▸ **Task description**
Can you reproduce word for word the stretch of lines below, from the one containing "Trace striped necktie in this frame." through the one containing "[618,50,640,66]", with both end lines included?

▸ **Material for this exercise**
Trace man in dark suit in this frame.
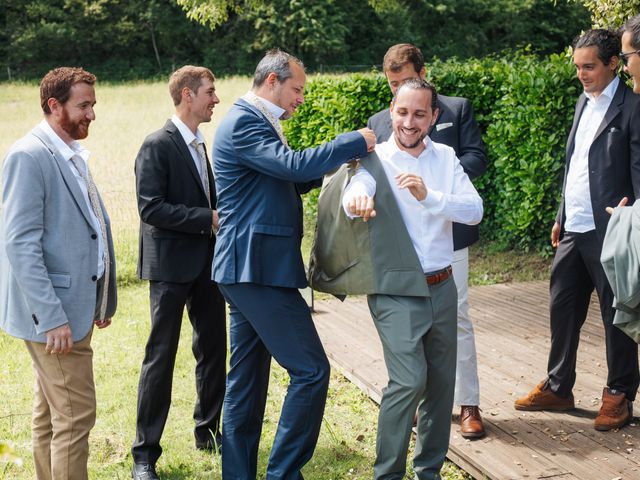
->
[367,43,487,439]
[213,50,375,480]
[131,66,227,480]
[515,29,640,430]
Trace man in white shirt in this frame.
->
[0,67,116,480]
[131,65,227,480]
[515,29,640,430]
[343,79,482,479]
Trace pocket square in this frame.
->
[436,122,453,132]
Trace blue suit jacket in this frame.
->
[212,99,367,288]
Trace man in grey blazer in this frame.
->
[367,43,487,439]
[0,67,116,480]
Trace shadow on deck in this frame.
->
[314,282,640,480]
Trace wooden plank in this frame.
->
[314,282,640,480]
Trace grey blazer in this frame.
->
[0,127,116,342]
[367,95,487,250]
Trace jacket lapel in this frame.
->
[567,93,587,158]
[593,80,626,141]
[31,127,95,229]
[164,120,211,202]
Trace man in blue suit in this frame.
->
[213,50,375,480]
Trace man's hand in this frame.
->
[358,128,376,152]
[211,210,220,233]
[44,323,73,355]
[93,318,111,329]
[396,173,428,202]
[551,222,560,248]
[347,195,376,222]
[605,197,629,215]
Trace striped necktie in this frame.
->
[71,157,111,320]
[191,138,211,208]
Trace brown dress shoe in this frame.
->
[460,405,485,438]
[513,380,575,412]
[594,388,633,432]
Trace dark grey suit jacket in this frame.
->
[367,95,487,250]
[135,120,216,283]
[556,79,640,244]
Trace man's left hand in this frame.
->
[396,173,428,202]
[605,197,629,215]
[93,318,111,329]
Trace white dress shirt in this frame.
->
[171,115,206,178]
[564,76,620,233]
[343,135,482,273]
[39,120,104,278]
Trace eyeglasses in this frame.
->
[618,50,640,65]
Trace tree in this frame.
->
[576,0,640,28]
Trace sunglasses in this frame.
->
[618,50,640,66]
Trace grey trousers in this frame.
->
[367,277,458,480]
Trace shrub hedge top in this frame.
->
[285,53,582,252]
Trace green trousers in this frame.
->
[367,277,458,480]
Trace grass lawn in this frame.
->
[0,77,549,480]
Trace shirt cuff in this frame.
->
[420,190,444,208]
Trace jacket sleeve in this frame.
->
[457,98,487,179]
[231,115,367,183]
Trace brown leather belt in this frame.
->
[424,265,453,285]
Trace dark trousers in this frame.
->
[547,230,640,401]
[131,267,227,464]
[220,283,330,480]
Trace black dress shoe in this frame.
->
[131,463,160,480]
[196,434,222,453]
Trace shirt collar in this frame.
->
[38,119,91,162]
[584,75,620,102]
[256,95,285,120]
[171,114,204,145]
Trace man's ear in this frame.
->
[47,97,61,113]
[265,72,278,87]
[431,107,440,127]
[180,87,191,102]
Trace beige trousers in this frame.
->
[25,333,96,480]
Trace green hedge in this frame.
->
[285,53,581,252]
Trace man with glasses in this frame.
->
[515,29,640,431]
[620,15,640,93]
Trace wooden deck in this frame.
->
[314,282,640,480]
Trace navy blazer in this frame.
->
[556,79,640,244]
[212,95,367,288]
[367,95,487,250]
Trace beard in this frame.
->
[60,108,91,140]
[396,129,429,149]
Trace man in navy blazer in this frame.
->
[213,50,375,480]
[515,29,640,431]
[367,43,487,439]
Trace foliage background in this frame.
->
[0,0,590,81]
[285,52,581,253]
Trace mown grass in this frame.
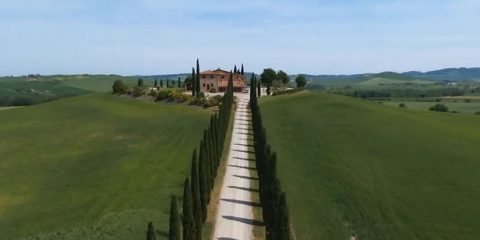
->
[260,93,480,240]
[0,94,210,239]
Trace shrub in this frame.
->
[428,104,448,112]
[155,90,170,101]
[112,80,128,94]
[272,87,304,96]
[133,87,144,97]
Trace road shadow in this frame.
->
[236,132,253,136]
[239,138,253,141]
[232,157,255,162]
[233,143,253,147]
[222,216,265,226]
[220,198,262,207]
[232,149,255,154]
[233,174,259,181]
[235,118,252,122]
[228,186,260,192]
[228,164,257,170]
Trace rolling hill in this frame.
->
[260,92,480,240]
[0,94,211,240]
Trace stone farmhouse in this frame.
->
[200,68,247,92]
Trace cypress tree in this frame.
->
[191,67,197,97]
[195,58,200,97]
[147,222,157,240]
[198,141,209,221]
[168,196,181,240]
[191,149,203,238]
[277,192,291,240]
[182,178,195,240]
[257,80,262,97]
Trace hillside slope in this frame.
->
[260,93,480,240]
[0,95,210,240]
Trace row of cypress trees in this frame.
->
[250,74,291,240]
[162,70,234,240]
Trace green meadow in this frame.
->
[260,92,480,240]
[0,94,211,240]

▸ **Correct result**
Trace striped necktie in this frame.
->
[71,157,111,320]
[191,138,211,208]
Trace brown dress shoe in this frame.
->
[460,405,485,438]
[513,380,575,412]
[594,388,633,432]
Trace dark grey suit jacket in this frame.
->
[367,95,487,250]
[135,120,216,283]
[556,79,640,244]
Trace man's left hand in this frame.
->
[396,173,428,202]
[605,197,629,215]
[93,318,111,329]
Trace white dress shirt in this frame.
->
[171,115,206,178]
[564,76,620,233]
[343,135,482,273]
[39,120,104,278]
Trace eyeglasses in this frame.
->
[618,50,640,65]
Trace tree in this frame.
->
[576,0,640,28]
Trace sunglasses in this frame.
->
[618,50,640,66]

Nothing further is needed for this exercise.